(Source):

B. Les conclusions sur la crédibilité

[34] À titre d'arbitre, je reconnais que la salle d'audience est un environnement artificiel dans lequel les témoins réagissent de façons individuelles et différentes au stress découlant du témoignage, etc. Par conséquent, leur comportement n'est utilisé que comme indice de crédibilité. Le contenu de leur témoignage et ce qu'ils ont fait, dit et écrit (comme la preuve documentaire est aussi importante) par le passé sont plus importants et forment la base de la question visée par la plainte qui m'a été présentée, et de la façon dont leur témoignage est reçu dans le contexte de la totalité de la preuve présentée. Je tiens aussi à ajouter que le fait de conclure qu'un témoin est crédible ou non ne signifie pas que tout ce que le témoin dit ou écrit est accepté ou rejeté. J'ai tenté de comprendre toute la preuve et de tirer des conclusions de fait au sujet de ce qui est réellement arrivé.

(Consignes):
A: Répondez brièvement aux questions suivantes sur l'extrait consacré à la crédibilité.
(i) À quel titre l'auteur de l'extrait s'exprime-t-il ?
(ii) Comment le comportement des témoins est-il utilisé ?
(iii) Conclure qu'un témoin est crédible signifie-t-il que tout ce qu'il dit ou écrit est accepté ?
B: Poursuivez l'extrait consacré à la crédibilité après sa dernière phrase.

(Liste):
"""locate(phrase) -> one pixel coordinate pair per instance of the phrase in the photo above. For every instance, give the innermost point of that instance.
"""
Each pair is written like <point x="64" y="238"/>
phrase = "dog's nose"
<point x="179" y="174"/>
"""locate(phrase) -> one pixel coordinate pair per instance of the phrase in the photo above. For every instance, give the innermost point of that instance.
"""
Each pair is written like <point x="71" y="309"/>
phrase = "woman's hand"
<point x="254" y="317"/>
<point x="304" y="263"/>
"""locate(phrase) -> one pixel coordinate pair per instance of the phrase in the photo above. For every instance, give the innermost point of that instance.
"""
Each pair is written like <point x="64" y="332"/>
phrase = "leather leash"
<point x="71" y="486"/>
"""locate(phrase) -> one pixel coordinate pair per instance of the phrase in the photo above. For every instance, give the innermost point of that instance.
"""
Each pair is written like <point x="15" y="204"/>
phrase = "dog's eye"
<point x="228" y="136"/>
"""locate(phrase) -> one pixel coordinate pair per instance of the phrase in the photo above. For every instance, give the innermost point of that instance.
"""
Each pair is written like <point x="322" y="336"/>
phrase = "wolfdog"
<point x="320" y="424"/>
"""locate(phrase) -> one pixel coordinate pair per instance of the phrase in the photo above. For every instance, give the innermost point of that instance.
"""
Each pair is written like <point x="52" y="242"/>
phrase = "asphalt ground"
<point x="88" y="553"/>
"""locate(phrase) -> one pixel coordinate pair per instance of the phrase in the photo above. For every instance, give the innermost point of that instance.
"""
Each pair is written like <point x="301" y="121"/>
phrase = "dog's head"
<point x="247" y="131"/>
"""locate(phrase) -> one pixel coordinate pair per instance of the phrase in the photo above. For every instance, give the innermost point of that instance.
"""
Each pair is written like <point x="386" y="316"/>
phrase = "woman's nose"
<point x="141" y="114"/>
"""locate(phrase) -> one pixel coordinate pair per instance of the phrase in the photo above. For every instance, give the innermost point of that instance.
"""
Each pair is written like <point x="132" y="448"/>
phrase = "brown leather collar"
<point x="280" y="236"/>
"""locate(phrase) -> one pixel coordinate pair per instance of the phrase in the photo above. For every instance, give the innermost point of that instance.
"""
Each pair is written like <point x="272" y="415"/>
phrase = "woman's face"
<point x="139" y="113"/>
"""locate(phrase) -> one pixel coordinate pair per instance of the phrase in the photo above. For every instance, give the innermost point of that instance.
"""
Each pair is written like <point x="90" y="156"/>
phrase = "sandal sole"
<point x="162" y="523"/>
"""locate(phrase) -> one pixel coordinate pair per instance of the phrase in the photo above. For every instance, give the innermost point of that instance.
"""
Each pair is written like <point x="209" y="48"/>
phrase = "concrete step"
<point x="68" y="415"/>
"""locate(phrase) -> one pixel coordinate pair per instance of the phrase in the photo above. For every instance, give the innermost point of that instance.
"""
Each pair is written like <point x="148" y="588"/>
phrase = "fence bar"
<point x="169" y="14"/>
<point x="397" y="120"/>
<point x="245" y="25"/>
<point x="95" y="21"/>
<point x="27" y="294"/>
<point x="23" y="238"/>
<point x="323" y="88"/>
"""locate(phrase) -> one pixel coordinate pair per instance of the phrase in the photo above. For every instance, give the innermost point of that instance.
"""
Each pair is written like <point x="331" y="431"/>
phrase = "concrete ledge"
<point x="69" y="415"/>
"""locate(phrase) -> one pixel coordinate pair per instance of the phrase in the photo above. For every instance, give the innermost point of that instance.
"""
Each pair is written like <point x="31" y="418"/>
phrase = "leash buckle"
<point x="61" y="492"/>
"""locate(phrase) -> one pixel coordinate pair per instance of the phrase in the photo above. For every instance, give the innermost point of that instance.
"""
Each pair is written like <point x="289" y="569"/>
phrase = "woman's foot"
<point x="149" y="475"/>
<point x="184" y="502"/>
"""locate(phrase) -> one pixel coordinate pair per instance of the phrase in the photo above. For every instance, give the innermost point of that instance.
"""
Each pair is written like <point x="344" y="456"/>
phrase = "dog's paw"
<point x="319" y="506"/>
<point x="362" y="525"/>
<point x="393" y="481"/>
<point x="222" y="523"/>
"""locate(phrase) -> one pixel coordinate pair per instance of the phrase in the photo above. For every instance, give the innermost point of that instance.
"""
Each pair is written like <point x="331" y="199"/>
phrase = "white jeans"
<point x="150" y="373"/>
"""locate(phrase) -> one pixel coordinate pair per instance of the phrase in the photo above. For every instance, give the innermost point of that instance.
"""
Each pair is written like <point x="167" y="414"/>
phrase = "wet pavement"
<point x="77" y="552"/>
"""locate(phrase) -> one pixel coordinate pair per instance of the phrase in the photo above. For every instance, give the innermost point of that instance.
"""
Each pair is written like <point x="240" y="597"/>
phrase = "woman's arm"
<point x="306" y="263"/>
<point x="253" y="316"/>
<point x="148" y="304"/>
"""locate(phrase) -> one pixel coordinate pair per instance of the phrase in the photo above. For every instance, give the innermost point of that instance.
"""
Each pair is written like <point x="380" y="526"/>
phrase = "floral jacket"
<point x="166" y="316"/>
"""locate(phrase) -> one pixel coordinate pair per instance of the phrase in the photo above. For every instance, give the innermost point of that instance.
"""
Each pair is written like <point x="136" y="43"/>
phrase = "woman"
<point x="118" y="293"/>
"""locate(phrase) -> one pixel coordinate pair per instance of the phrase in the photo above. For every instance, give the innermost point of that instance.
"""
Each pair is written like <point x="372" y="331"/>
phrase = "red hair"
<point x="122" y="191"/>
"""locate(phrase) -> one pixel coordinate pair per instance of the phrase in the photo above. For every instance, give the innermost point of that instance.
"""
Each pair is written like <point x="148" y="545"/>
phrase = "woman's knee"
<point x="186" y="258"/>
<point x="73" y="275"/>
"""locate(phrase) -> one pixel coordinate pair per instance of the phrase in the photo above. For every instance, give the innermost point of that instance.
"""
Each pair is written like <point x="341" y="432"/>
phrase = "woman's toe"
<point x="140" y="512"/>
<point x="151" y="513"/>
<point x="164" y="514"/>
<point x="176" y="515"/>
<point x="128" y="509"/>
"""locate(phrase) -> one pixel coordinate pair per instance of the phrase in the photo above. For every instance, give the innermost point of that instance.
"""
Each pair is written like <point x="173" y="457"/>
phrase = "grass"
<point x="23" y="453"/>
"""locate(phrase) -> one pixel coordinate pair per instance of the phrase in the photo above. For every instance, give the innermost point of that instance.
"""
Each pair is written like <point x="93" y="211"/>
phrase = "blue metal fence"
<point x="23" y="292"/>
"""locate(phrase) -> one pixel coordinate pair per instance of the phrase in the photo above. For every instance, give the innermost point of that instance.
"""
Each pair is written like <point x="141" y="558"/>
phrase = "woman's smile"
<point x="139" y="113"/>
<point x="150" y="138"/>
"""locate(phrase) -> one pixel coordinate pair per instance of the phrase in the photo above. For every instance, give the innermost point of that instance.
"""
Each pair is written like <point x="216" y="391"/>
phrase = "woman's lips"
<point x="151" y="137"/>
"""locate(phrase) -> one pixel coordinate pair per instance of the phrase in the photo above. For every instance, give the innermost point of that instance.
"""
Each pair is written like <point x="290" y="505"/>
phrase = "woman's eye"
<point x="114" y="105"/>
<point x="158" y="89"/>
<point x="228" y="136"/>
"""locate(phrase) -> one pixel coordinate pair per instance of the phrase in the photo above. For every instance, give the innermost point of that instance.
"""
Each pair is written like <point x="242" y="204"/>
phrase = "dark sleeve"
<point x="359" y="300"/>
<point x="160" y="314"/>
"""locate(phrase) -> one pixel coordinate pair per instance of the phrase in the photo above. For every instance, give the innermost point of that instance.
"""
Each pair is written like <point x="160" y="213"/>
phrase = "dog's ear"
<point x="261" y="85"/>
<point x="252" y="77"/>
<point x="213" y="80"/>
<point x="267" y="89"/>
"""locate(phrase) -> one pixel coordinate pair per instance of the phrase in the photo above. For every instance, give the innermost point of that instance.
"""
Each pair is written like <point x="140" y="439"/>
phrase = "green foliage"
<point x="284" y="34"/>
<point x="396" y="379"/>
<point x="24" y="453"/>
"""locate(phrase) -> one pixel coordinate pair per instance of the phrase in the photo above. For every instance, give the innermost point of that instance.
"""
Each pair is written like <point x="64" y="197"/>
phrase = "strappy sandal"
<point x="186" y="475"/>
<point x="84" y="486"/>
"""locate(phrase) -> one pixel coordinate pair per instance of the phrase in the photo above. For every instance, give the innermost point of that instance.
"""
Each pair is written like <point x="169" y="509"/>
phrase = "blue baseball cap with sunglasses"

(Réponses dans l'ordre):
A:
(i) À titre d'arbitre.
(ii) Uniquement comme indice de crédibilité.
(iii) Non, cela ne signifie pas que tout ce que le témoin dit ou écrit est accepté ou rejeté.

B:
[35] Comme dans de nombreux cas, la crédibilité a joué un rôle important en l'espèce. Dans mes motifs, je commente la crédibilité de divers témoins. En particulier, je tiens à commenter principalement la crédibilité de deux des témoins les plus importants à l'audience : la plaignante et S.M. Bien que S.M. ne fût pas nommé comme partie dans le renvoi de la Commission, la plainte et la thèse de la plaignante ont toujours ciblé S.M. comme agent discriminateur.

[36] Mme Rusak soutient que la plaignante, D.M. et S.G. se sont parjurés devant le Tribunal, parce que leur témoignage était si invraisemblable. Je n'irai pas jusqu'à dire qu'ils se sont parjurés, mais avant la fin de l'audience, leur crédibilité était endommagée.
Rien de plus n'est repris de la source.